(Record list)
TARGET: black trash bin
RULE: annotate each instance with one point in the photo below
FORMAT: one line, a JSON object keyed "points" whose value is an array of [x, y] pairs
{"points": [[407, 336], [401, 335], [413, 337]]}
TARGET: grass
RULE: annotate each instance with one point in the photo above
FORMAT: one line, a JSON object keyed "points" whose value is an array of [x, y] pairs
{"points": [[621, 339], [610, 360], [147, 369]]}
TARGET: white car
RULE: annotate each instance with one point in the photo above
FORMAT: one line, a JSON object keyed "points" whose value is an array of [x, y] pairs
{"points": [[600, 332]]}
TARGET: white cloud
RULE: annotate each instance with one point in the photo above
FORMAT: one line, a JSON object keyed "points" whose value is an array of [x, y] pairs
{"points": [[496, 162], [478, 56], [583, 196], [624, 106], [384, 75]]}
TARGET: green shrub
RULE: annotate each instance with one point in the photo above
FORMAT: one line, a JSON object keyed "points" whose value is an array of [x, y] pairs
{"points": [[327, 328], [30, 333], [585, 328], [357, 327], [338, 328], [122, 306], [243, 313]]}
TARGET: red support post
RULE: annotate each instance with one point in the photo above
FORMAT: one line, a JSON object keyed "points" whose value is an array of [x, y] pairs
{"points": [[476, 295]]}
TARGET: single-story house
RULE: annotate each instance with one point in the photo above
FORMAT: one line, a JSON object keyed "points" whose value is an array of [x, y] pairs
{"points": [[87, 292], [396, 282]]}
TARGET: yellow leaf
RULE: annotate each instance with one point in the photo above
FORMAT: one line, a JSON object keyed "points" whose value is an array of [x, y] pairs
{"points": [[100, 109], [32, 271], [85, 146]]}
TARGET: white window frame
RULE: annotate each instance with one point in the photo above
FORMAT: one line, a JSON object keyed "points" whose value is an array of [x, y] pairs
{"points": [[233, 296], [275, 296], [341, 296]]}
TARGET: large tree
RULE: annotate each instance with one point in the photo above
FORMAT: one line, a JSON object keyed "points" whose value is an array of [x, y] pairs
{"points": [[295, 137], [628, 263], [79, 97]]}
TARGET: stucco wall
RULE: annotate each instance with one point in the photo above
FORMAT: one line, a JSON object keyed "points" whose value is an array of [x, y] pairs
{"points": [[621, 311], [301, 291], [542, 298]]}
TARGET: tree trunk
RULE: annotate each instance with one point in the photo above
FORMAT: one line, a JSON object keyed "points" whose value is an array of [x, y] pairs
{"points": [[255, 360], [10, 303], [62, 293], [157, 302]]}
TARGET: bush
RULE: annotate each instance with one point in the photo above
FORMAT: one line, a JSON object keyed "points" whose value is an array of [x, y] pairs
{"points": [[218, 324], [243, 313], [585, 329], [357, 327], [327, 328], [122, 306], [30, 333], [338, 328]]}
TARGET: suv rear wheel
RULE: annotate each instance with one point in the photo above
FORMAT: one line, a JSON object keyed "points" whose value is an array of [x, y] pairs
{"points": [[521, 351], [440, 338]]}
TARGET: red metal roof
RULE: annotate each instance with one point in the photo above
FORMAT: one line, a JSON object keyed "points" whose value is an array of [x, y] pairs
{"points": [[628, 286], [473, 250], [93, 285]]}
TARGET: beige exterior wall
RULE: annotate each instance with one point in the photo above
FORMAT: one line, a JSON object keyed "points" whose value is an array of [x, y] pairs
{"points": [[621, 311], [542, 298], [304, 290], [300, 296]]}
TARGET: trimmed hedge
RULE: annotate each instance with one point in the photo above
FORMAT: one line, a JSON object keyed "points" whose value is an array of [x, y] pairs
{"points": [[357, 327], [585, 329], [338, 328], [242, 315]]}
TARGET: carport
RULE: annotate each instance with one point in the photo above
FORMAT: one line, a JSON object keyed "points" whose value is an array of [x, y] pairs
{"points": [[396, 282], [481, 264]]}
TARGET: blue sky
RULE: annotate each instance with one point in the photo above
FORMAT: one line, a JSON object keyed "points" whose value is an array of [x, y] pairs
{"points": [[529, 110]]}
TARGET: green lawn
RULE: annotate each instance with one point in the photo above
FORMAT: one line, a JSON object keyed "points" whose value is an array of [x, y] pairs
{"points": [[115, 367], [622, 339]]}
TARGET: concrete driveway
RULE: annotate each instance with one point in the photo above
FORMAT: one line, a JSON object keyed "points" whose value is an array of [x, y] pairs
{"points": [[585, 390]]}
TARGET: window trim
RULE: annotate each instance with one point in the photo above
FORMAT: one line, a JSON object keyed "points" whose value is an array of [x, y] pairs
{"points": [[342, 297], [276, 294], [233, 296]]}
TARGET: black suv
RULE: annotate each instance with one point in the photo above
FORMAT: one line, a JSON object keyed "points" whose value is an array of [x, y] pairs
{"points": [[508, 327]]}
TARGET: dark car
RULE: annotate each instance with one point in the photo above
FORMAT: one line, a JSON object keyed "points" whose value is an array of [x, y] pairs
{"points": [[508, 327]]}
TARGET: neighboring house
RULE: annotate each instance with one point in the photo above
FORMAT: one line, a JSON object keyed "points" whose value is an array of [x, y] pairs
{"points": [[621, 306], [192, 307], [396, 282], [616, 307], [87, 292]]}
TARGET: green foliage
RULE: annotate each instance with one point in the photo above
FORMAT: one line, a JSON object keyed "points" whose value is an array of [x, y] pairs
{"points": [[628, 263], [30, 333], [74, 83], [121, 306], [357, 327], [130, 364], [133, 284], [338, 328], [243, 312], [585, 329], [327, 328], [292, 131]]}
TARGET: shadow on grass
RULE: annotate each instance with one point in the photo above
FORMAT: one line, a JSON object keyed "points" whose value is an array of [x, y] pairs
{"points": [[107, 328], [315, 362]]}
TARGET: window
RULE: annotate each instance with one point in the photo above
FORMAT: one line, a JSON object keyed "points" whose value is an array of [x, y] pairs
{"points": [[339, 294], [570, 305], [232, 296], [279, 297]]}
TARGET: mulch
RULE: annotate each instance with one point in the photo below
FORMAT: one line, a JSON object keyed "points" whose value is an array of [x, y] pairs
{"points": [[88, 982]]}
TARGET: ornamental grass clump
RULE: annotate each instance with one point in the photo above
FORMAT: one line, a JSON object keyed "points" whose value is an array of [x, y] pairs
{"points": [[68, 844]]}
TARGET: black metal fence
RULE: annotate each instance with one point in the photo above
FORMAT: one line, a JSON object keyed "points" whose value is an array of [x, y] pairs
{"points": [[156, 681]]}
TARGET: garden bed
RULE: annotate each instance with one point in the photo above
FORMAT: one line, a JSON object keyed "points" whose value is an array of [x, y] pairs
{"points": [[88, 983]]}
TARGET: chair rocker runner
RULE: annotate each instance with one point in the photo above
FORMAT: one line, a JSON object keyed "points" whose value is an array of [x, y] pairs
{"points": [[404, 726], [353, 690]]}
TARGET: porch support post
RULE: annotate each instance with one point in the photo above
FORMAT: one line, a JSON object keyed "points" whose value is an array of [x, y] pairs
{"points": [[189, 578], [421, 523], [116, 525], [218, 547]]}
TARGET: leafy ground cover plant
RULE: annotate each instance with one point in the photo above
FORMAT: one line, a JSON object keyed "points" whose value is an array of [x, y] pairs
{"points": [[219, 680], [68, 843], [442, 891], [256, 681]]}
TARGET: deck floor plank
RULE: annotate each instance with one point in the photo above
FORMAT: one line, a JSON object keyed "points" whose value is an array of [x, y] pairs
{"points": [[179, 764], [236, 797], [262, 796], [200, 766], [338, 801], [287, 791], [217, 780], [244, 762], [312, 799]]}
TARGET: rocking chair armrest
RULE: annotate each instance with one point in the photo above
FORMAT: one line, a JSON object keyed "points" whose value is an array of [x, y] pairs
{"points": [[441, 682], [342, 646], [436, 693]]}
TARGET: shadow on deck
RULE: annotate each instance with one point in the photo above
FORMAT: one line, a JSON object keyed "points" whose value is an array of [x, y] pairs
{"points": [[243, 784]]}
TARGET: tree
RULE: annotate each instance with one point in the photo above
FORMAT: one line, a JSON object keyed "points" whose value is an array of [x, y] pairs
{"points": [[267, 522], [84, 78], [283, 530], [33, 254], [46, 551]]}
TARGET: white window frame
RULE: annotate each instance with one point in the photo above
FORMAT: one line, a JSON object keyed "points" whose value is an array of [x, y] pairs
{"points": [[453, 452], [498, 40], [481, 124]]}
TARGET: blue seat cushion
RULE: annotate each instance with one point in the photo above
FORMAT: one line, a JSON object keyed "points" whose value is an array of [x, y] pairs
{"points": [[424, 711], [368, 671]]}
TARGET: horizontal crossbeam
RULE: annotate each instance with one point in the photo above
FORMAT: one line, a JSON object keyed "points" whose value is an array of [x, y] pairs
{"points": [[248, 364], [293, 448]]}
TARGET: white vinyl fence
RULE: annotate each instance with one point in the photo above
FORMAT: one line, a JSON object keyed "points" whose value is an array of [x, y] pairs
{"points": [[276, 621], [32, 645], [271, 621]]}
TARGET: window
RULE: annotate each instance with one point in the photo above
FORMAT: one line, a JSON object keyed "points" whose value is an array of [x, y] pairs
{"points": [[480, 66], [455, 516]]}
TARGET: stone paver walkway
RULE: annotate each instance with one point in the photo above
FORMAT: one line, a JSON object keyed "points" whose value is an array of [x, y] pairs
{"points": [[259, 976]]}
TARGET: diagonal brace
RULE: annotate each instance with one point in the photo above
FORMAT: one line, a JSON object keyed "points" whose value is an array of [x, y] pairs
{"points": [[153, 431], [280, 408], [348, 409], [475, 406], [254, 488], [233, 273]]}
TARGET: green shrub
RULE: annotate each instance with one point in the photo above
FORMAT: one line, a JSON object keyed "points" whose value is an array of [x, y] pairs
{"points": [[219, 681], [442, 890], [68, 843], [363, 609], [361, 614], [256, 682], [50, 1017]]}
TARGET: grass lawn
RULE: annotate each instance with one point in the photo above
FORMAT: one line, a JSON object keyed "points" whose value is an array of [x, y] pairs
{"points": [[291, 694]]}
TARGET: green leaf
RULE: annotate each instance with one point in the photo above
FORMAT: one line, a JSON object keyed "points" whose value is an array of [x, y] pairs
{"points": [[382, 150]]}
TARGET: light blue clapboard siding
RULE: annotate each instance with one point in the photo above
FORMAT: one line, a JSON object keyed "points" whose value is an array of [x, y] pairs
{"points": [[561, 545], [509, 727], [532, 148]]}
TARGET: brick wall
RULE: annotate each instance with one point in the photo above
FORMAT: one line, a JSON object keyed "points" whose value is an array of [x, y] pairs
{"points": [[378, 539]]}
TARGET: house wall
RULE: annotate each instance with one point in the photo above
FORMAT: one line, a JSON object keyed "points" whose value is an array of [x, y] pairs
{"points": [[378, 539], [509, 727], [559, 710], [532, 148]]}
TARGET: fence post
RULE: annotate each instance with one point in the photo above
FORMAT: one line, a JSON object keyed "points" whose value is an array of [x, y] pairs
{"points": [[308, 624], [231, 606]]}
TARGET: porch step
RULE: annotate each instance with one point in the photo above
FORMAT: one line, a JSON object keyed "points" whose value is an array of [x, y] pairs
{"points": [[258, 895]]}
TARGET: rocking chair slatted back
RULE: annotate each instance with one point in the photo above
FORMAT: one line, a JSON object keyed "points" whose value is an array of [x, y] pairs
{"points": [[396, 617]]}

(Task brief)
Take the line with "TARGET: brick wall" and all lines after it through the end of the records, and write them out exactly; include nothing else.

(Exercise output)
TARGET: brick wall
RULE: annotate each instance with one point in the photo above
FORMAT: one line, a JSON object keyed "points" whose value is an array of [x, y] pairs
{"points": [[378, 539]]}
TARGET: house wall
RULE: annotate each instance with one point in the photo above
FORMAT: one line, a JSON object keyed "points" whose value is an array of [x, y] pairs
{"points": [[378, 539], [509, 727], [559, 710], [532, 148]]}
TARGET: fence post
RULE: annotate each instance with one point in the photo above
FORMAT: one line, a JSON object keyed "points" whose value is an array of [x, y] pairs
{"points": [[308, 624], [231, 606]]}
TARGET: porch step
RULE: annotate each instance with one point in the photo above
FORMAT: one line, a JSON object keyed "points" whose value is an array of [x, y] pairs
{"points": [[258, 895]]}
TARGET: rocking chair slatted back
RULE: annotate each instance with one point in the photo above
FORMAT: one line, a JSON object keyed "points" whose value is an array of [x, y] pairs
{"points": [[396, 617]]}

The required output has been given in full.